- WHAT THE TASK ASKS: Rewrite the rows below, changing every "Target" to "Object" and leaving everything else unchanged.

- DATA FOR THE TASK:
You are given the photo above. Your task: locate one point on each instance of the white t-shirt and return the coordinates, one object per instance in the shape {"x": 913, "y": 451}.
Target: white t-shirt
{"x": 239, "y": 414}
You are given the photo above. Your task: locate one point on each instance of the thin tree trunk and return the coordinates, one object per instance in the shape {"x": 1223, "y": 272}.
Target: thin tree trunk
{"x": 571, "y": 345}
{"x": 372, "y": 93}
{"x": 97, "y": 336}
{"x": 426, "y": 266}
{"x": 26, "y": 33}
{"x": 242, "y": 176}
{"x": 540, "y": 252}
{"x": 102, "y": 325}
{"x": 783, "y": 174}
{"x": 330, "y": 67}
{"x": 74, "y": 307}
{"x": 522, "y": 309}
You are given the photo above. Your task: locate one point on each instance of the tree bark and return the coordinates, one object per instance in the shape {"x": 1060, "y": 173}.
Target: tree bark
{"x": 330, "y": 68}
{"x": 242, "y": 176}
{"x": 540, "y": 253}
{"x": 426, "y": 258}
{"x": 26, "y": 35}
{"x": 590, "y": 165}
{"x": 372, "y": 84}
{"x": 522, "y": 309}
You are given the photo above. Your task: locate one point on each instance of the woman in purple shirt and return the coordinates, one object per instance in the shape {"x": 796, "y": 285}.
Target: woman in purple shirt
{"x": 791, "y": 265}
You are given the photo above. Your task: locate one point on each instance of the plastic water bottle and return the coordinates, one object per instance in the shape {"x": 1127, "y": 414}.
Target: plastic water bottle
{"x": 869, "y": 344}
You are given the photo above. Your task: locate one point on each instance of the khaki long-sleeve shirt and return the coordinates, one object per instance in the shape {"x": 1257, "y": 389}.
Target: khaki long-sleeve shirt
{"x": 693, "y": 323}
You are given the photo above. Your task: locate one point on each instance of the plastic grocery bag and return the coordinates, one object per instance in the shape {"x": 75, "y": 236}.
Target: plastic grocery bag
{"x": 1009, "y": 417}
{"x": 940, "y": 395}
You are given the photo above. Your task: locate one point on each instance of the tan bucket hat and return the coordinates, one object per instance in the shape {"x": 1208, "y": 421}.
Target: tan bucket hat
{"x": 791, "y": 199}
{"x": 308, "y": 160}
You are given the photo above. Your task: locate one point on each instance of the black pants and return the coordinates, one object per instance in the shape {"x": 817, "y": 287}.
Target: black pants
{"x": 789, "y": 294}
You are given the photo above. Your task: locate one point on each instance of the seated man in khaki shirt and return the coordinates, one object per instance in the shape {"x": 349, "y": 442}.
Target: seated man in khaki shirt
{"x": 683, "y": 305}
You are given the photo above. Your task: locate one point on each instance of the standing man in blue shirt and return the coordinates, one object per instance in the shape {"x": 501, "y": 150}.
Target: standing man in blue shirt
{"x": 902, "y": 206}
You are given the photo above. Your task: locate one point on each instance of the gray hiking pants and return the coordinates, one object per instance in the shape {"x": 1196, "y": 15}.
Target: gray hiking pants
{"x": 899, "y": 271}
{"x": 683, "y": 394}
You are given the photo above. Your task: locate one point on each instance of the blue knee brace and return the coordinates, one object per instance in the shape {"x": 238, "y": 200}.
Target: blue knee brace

- REPLY:
You are given the photo above. Your task: locate one point on each instance of the white t-shirt and return the coordinates, one object per instance in the shape {"x": 913, "y": 451}.
Object: white t-shirt
{"x": 239, "y": 414}
You are given the photo above. Your task: locate one point on each instance of the thin tree trunk and return the coordinates, one object per instance in the shape {"x": 1223, "y": 272}.
Object: thin tree trunk
{"x": 571, "y": 345}
{"x": 372, "y": 93}
{"x": 97, "y": 336}
{"x": 426, "y": 266}
{"x": 26, "y": 33}
{"x": 242, "y": 176}
{"x": 540, "y": 252}
{"x": 102, "y": 325}
{"x": 783, "y": 174}
{"x": 330, "y": 67}
{"x": 74, "y": 307}
{"x": 522, "y": 309}
You are given the photo above. Your task: locate one point on each instance of the tree bark and return the coordinates, one object per instance in the shape {"x": 1060, "y": 173}.
Object: tree bark
{"x": 330, "y": 68}
{"x": 242, "y": 176}
{"x": 540, "y": 253}
{"x": 426, "y": 258}
{"x": 26, "y": 35}
{"x": 590, "y": 165}
{"x": 372, "y": 84}
{"x": 522, "y": 309}
You are given the photo above. Your task: locate one point on each instance of the woman in purple shirt and return the coordinates, one object per instance in the shape {"x": 796, "y": 285}.
Object: woman in purple shirt
{"x": 791, "y": 265}
You are given the photo above. Your task: locate one point on each instance of the plastic water bottle and return the coordinates, one object per instance in the shape {"x": 1127, "y": 414}.
Object: plastic water bottle
{"x": 869, "y": 344}
You are given the photo above. Your task: locate one point on each instance of the khaki long-sleeve shirt and return the coordinates, one object per instance in the shape {"x": 1257, "y": 389}.
Object: khaki long-sleeve shirt
{"x": 693, "y": 323}
You are given the photo above. Your task: locate one point on each instance of the plastic grocery bag and return the coordinates, one object per instance in the shape {"x": 75, "y": 236}.
Object: plastic grocery bag
{"x": 1009, "y": 417}
{"x": 940, "y": 395}
You are given the photo above. Your task: locate one point on each instance of the tan bucket hat and return the coordinates, one object per instance in the shape {"x": 1208, "y": 421}.
Object: tan bucket hat
{"x": 791, "y": 199}
{"x": 308, "y": 160}
You are given the photo above. Your task: locate one point on each instance of the black pants and return the coordinates, one object per instance in the shape {"x": 817, "y": 287}.
Object: black pants
{"x": 789, "y": 294}
You are given the photo above. Your task: locate one point on each instance of the seated man in khaki shirt and return the coordinates, one object per instance in the shape {"x": 349, "y": 442}.
Object: seated man in khaki shirt
{"x": 683, "y": 305}
You are given the photo above. Your task: locate one point on each instance of the standing man in blue shirt and return the coordinates, one object per instance in the shape {"x": 501, "y": 150}.
Object: standing man in blue shirt
{"x": 902, "y": 206}
You are given the photo above. Your task: locate one point on each instance of the gray hiking pants and return the coordinates, one object per instance in the shape {"x": 1196, "y": 15}.
Object: gray hiking pants
{"x": 899, "y": 271}
{"x": 683, "y": 394}
You are given the photo above. Your task: locate one point on each instance of the blue knee brace and return the coordinates, one object per instance in the shape {"x": 238, "y": 200}.
Object: blue knee brace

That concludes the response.